Document extract ->

+-------+

Although reverse mortgages are a great financial retirement product, they’re not perfect – and there are some risks to consider.
Having recently espoused the virtues of reverse mortgages, especially for freelancers and sole proprietors like many of my friends and (eventually) myself in the language translation business, I thought it best to revisit the topic and discuss some of the very real risks that come along with this financial product.
While I do believe the reverse mortgage is a great tool for extending your retirement after your main funds have dried up – and let’s face it, we’re all happily living longer and many of us scheme to retire early, so the chances that your investments won’t carry you far enough are rising – there are some serious problems that can arise out of a reverse mortgage arrangement. Here are a few tips for those older folks in the translation services business who might be considering a reverse mortgage.
First and foremost, just like any other loan, different banks will offer different terms. Don’t take the first reverse mortgage that comes your way, or assume that your bank will offer you a good deal because you’re an existing customer. Compare rates and terms and ask a lot of questions, because you can often get a better deal just by doing some research. You want to get the most value for your home’s equity, and the most attractive rates and other benefits, like an interest-paying account.

+-------+

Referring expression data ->
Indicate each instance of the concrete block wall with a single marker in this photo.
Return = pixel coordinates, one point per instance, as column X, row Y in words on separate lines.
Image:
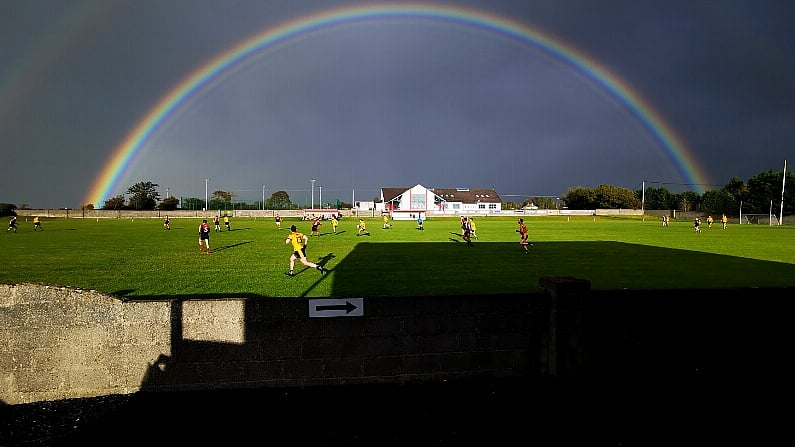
column 68, row 343
column 58, row 343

+-------+

Your tasks ->
a: Using the text on reverse mortgage risks, decide whether each statement agrees with it: (i) reverse mortgages are presented as a perfect product; (ii) the chances that investments will not last long enough are described as rising; (iii) readers are told not to accept the first reverse mortgage offered to them. Answer yes or no for each and quote the deciding words.
b: Answer these questions from the text on reverse mortgage risks:
(i) In what business does the writer work?
(ii) What two things should readers compare when looking at reverse mortgages?
(iii) What kind of account is given as an example of an attractive benefit?

Results for each task ->
a:
(i) No: "they’re not perfect"
(ii) Yes: "the chances that your investments won’t carry you far enough are rising"
(iii) Yes: "Don’t take the first reverse mortgage that comes your way"

b:
(i) The language translation business.
(ii) Rates and terms.
(iii) An interest-paying account.